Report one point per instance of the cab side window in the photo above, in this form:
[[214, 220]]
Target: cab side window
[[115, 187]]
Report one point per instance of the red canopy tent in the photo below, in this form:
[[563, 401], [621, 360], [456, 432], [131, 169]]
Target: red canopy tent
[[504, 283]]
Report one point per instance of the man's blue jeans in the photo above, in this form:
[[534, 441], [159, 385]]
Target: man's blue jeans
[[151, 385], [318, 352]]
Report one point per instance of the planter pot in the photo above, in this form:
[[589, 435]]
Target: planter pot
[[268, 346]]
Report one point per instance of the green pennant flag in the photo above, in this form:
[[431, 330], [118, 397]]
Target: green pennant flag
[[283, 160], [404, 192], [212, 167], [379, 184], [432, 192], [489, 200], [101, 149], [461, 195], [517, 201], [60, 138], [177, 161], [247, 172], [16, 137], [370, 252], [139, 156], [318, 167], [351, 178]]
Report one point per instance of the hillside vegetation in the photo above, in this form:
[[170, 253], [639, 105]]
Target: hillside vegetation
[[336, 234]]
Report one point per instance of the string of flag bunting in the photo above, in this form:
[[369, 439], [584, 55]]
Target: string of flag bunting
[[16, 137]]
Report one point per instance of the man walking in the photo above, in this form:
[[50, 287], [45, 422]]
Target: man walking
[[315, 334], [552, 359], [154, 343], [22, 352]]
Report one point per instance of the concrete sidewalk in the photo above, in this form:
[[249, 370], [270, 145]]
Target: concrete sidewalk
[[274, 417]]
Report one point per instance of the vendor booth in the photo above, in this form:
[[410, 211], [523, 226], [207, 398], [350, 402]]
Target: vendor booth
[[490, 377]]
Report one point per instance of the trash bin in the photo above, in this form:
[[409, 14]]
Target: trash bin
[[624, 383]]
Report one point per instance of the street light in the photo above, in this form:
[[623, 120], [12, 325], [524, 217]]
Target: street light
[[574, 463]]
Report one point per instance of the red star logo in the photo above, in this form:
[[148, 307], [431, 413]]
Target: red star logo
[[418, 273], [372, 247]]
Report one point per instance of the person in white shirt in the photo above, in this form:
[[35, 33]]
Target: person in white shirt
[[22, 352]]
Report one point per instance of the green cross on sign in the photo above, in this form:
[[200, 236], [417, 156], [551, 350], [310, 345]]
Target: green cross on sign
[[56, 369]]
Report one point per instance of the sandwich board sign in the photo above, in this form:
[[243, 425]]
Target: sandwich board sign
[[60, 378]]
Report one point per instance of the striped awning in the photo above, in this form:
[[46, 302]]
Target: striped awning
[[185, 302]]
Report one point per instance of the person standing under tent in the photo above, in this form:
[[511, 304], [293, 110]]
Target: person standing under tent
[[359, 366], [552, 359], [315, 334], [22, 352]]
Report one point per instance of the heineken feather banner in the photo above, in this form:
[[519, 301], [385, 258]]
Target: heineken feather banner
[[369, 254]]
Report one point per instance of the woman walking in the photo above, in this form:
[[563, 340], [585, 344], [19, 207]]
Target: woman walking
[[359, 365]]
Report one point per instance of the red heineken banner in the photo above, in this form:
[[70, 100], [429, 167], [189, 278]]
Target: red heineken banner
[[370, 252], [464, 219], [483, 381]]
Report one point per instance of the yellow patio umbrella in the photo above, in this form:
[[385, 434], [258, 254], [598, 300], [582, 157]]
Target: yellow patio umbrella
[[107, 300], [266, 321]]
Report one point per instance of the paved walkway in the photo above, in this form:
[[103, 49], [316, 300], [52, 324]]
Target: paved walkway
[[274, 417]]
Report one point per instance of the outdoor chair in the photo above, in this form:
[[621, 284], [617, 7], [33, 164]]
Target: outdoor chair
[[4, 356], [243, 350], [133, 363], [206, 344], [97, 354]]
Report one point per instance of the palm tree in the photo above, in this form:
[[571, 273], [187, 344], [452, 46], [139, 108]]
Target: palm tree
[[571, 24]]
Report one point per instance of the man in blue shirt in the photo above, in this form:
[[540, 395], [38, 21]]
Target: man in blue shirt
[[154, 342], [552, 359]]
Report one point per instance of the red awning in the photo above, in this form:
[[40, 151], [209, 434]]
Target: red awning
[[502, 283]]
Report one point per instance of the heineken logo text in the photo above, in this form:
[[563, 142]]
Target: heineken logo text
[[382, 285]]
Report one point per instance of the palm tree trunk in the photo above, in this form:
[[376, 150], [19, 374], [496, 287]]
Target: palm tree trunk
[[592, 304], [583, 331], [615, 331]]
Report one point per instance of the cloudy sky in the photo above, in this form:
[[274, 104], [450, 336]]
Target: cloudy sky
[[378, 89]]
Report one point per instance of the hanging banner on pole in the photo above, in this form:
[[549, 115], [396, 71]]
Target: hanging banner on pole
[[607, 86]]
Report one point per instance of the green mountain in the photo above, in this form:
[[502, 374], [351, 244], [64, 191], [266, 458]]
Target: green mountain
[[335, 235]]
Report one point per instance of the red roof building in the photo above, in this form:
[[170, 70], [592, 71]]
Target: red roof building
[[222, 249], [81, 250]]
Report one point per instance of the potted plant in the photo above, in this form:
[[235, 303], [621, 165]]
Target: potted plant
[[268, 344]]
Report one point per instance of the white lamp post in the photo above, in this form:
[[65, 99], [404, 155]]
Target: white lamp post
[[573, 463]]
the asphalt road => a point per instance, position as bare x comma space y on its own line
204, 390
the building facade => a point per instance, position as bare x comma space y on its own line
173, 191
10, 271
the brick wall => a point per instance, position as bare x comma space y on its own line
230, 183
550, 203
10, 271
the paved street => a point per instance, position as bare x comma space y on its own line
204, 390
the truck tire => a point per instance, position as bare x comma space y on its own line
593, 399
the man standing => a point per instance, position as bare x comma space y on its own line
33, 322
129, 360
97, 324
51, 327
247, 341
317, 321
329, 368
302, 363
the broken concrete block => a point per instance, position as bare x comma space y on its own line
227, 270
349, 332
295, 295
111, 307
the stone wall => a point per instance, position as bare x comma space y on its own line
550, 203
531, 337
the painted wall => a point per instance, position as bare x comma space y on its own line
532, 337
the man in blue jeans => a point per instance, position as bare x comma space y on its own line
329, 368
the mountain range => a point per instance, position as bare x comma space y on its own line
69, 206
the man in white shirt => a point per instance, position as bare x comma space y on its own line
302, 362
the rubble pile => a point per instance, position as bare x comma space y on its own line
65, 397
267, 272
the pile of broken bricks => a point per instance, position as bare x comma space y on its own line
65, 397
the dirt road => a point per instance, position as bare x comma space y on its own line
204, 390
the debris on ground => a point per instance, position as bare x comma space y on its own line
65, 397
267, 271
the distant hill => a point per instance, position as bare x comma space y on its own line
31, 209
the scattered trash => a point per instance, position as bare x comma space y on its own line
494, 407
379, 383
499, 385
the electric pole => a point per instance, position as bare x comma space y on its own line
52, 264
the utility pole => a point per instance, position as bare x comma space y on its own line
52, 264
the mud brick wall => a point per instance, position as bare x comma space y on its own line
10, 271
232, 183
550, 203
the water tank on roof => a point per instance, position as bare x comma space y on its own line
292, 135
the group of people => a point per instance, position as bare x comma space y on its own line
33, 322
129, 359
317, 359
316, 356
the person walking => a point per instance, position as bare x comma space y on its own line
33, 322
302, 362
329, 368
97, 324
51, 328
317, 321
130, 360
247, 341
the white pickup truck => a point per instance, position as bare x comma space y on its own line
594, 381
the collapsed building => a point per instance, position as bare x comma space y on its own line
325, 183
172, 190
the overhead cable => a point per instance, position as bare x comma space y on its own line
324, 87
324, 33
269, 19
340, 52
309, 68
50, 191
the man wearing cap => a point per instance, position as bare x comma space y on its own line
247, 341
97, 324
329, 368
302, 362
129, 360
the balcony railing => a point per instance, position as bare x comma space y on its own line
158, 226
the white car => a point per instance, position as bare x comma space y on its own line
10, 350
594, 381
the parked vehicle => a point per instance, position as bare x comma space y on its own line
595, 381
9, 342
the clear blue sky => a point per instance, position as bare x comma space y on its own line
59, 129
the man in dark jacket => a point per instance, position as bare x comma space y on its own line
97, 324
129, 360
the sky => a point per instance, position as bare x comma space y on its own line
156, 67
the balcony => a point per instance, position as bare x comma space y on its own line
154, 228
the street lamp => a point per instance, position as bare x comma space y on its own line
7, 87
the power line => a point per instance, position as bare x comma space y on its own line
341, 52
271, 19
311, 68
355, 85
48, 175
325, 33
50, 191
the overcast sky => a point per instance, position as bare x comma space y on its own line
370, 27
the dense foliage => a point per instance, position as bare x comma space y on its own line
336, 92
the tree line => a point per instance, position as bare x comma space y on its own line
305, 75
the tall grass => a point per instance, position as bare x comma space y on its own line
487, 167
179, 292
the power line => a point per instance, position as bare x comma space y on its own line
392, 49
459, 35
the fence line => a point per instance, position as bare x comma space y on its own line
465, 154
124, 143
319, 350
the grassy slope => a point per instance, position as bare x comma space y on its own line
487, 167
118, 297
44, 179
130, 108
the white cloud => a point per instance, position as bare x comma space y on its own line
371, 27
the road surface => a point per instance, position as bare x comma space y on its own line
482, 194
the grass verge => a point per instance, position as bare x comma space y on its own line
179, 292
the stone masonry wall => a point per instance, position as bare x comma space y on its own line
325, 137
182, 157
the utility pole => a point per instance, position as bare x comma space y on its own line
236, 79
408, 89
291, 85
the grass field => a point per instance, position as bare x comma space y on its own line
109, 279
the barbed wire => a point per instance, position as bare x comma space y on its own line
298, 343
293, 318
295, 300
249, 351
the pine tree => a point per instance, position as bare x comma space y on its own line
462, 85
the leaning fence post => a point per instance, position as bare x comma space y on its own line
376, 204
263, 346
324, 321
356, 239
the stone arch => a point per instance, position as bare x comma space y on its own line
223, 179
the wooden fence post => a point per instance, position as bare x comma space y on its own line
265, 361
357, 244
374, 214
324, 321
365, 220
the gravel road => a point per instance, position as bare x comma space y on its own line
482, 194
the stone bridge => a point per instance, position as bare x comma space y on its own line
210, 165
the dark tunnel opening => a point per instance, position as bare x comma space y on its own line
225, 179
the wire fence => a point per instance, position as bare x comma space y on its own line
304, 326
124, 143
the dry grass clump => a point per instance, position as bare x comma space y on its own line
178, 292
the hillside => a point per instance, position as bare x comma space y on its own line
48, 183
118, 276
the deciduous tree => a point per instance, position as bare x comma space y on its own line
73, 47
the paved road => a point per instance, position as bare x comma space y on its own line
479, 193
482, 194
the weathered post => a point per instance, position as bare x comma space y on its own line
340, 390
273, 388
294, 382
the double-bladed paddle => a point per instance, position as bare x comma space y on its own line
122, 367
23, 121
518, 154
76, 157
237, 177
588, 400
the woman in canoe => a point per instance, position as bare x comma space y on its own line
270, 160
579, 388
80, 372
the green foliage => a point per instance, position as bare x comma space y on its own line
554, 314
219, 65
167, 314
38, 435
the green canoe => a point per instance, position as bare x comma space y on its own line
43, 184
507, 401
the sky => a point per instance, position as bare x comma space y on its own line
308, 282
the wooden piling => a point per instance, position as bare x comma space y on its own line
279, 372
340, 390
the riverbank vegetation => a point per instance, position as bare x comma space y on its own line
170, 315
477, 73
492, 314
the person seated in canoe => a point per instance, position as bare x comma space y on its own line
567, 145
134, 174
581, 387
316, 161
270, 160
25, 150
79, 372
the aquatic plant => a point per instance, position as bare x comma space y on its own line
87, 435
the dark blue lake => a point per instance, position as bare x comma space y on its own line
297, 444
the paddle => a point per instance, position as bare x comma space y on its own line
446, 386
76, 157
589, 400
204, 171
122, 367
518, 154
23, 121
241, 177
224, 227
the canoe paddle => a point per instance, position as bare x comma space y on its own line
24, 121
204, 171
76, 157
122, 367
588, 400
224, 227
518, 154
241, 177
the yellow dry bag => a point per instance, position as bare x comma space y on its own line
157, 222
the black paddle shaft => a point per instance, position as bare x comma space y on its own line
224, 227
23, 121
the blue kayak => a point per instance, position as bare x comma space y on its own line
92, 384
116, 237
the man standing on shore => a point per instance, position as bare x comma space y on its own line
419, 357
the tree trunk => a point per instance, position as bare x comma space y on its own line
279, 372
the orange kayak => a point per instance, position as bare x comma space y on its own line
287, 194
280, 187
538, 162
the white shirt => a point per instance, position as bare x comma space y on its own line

■ Work required ■
Turn the listing from the line with "Report one point per instance of the palm tree in" up to and including the line with "[[502, 283]]" into a Markdown table with two columns, Row and Line. Number each row, put one line in each, and leave out blank lines.

■ Full response ■
| Row | Line |
|---|---|
| 1 | Report one point per instance of the palm tree in the photo above, in this form: |
| 2 | [[571, 273], [187, 344], [452, 46], [139, 108]] |
| 3 | Target: palm tree |
| 4 | [[571, 24]] |
| 5 | Report one point per instance of the man in blue shirt in the photo above, in this form: |
| 6 | [[540, 395], [38, 21]] |
| 7 | Target: man in blue shirt |
| 8 | [[154, 342], [552, 359]] |
| 9 | Report one point per instance of the red awning in the photo above, in this form: |
| 10 | [[40, 151], [209, 434]] |
| 11 | Target: red awning |
| 12 | [[502, 283]] |